▶ **Written task**: Transcribe the records below exactly as they appear, omitting any pictures.

▶ **Data entries**:
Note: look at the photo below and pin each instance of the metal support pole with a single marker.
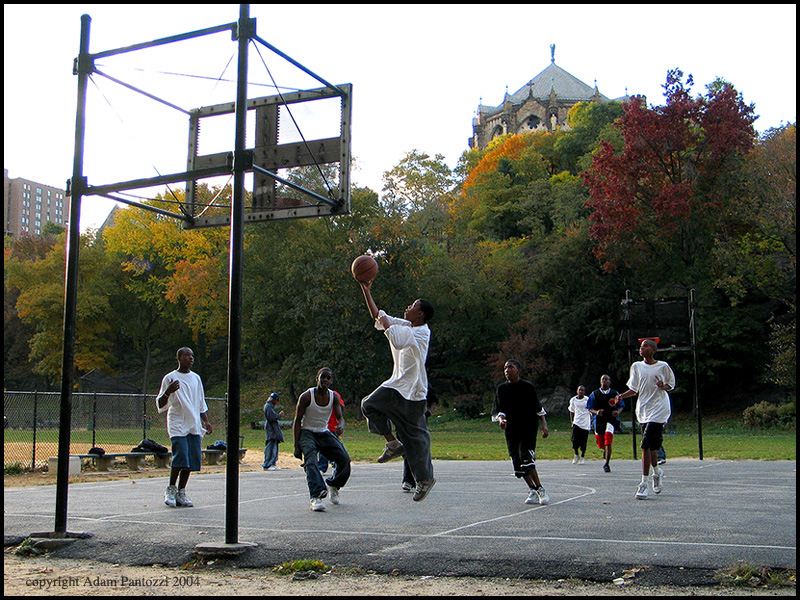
(77, 189)
(628, 301)
(693, 328)
(245, 30)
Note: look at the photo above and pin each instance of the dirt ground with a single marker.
(44, 575)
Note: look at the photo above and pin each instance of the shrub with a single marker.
(469, 405)
(765, 415)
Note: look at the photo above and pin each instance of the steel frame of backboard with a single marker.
(237, 164)
(629, 324)
(268, 156)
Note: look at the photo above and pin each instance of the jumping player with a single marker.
(516, 407)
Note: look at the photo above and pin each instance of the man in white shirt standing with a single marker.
(400, 400)
(581, 420)
(651, 379)
(182, 397)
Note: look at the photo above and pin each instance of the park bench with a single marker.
(213, 456)
(133, 460)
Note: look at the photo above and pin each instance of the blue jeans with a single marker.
(313, 443)
(270, 453)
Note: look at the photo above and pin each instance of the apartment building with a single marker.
(28, 205)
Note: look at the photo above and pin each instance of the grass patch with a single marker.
(751, 576)
(293, 566)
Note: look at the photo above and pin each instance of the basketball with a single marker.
(364, 268)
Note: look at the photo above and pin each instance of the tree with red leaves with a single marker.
(659, 202)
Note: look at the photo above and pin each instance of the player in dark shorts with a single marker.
(518, 410)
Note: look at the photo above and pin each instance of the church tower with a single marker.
(541, 104)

▶ **Answer in full**:
Note: look at the photo below and pin each instance of the metal support pole with a single marker.
(77, 189)
(628, 301)
(693, 328)
(245, 30)
Note: look at the photo above and pin each instance of the dirt ground with a single marker.
(44, 575)
Note: look at the photo above and pin each instance of the shrub with a single marker.
(469, 405)
(765, 415)
Note: look at the photo above and pin each instance of the steel frame of backboard with a single marker.
(237, 164)
(629, 324)
(268, 156)
Note: look at the photo above and pin each instance of the jumping player with a single marker.
(516, 407)
Note: look at the photo above and pin each instance of the man in white shirt standing with a single marker.
(400, 400)
(581, 420)
(651, 379)
(182, 397)
Note: look at the photo above and pin each instance of the park bench with a single marker.
(213, 456)
(133, 460)
Note: look at the photo above and pin each instance of the blue jeans with a single marker.
(313, 443)
(270, 453)
Note: look at the photo above and pin each instance of the apartment building with a single marker.
(28, 205)
Note: look at the photo above and pin each instance of the grass patch with a single marker.
(751, 576)
(293, 566)
Note: look at the photo above and pin each instance of the basketball with a single marker.
(364, 268)
Note: look at the photo above and pin each instance of the tree with red leaves with a single marker.
(659, 202)
Note: look at the photo above and pin each instance of the player in dark shorts with a single marker.
(518, 410)
Note: look at the photo above and pin each instance of the church tower with a single marker.
(541, 104)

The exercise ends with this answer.